| QUÉ SE PIDE |
Por favor, reproduce todas las líneas de los ítems, con las indicaciones incluidas, empezando en la línea que contiene "Mark one point per instance of the windshield." y terminando al final de los ítems, ambos extremos incluidos. Desplaza en -25 cada coordenada de las respuestas, sin modificar las indicaciones ni sus muestras de formato.
─── DATOS DEL EJERCICIO ───
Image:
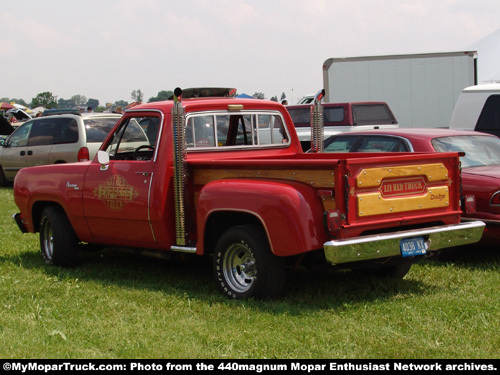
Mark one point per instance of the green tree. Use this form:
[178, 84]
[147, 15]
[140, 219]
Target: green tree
[79, 100]
[162, 95]
[121, 103]
[137, 95]
[44, 99]
[65, 103]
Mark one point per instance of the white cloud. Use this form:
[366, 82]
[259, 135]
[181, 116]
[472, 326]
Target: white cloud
[105, 50]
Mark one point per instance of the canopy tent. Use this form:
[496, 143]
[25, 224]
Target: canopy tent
[245, 96]
[5, 105]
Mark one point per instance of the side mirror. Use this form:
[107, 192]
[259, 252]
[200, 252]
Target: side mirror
[103, 158]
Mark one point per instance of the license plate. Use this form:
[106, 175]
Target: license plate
[412, 246]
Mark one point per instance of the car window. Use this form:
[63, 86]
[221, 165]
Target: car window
[20, 136]
[66, 130]
[300, 116]
[479, 150]
[490, 115]
[42, 133]
[372, 114]
[97, 129]
[381, 144]
[333, 114]
[341, 144]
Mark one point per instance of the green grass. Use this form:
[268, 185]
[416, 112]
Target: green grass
[118, 305]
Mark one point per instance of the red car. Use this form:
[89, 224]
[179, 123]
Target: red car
[480, 164]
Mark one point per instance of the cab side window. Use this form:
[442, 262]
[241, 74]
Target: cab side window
[133, 141]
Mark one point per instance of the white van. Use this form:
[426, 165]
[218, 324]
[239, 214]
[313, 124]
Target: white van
[478, 108]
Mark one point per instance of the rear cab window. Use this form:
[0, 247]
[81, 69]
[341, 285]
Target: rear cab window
[228, 130]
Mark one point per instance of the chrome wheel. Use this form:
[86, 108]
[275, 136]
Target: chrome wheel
[238, 267]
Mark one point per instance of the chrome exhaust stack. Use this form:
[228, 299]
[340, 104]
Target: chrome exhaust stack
[317, 124]
[179, 143]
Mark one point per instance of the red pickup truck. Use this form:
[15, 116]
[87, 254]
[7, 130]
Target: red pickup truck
[226, 177]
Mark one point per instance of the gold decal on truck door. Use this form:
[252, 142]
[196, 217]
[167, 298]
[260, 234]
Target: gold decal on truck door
[115, 193]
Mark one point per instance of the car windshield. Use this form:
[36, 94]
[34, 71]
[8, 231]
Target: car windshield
[98, 128]
[480, 150]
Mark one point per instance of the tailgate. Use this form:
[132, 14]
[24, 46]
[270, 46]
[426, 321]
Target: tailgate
[401, 190]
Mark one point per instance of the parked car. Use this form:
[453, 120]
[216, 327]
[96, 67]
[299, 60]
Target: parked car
[480, 164]
[342, 117]
[53, 139]
[478, 108]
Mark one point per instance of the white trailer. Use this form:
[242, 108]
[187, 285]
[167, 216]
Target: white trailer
[421, 89]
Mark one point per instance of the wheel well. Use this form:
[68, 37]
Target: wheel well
[36, 213]
[219, 222]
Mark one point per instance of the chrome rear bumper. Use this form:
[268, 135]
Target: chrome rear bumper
[387, 244]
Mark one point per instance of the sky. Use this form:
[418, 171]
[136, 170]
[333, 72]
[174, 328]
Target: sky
[105, 49]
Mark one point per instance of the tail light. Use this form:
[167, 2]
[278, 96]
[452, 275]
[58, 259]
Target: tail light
[470, 204]
[495, 199]
[333, 221]
[83, 154]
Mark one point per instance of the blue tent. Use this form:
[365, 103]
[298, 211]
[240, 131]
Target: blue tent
[245, 96]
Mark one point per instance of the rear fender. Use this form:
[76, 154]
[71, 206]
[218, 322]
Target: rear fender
[290, 212]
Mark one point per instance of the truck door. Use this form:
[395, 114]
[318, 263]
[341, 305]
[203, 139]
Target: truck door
[117, 196]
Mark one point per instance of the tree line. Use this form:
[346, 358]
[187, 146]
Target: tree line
[49, 100]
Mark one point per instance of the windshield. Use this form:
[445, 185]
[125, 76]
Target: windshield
[480, 150]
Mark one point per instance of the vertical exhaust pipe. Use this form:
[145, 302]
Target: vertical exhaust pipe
[317, 124]
[179, 143]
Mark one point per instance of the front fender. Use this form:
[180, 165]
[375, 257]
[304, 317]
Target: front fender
[290, 212]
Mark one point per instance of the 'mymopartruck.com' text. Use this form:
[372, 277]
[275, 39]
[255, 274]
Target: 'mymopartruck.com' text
[247, 366]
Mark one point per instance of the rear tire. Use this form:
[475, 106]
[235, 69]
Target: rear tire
[58, 241]
[244, 265]
[3, 180]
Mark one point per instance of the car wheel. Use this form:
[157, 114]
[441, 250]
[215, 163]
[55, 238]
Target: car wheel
[58, 241]
[244, 265]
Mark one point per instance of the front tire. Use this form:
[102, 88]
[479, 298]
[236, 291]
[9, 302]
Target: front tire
[244, 265]
[58, 241]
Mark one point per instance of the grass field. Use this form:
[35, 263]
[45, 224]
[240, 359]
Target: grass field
───
| PROBLEMA RESUELTO |
Mark one point per instance of the windshield. Use this form:
[445, 185]
[125, 76]
Target: windshield
[455, 125]
Mark one point per instance of the vertical exhaust pipe. Use this form:
[145, 302]
Target: vertical exhaust pipe
[292, 99]
[154, 118]
Mark one point per instance of the front fender. Use this form:
[180, 165]
[375, 257]
[304, 317]
Target: front fender
[265, 187]
Mark one point per instance of the 'mymopartruck.com' text. Use this form:
[372, 277]
[275, 39]
[255, 274]
Target: 'mymopartruck.com' text
[222, 341]
Mark one point per instance of the rear tire. Use this form:
[475, 106]
[235, 69]
Target: rear tire
[33, 216]
[219, 240]
[-22, 155]
Mark one point per instance of the car wheel. Use this form:
[157, 114]
[441, 250]
[215, 163]
[55, 238]
Target: car wheel
[33, 216]
[219, 240]
Mark one point per instance of the front tire. Use this form:
[102, 88]
[479, 298]
[236, 291]
[9, 302]
Target: front tire
[219, 240]
[33, 216]
Mark one point per instance of the grass field. Use this form:
[35, 263]
[45, 224]
[240, 359]
Target: grass field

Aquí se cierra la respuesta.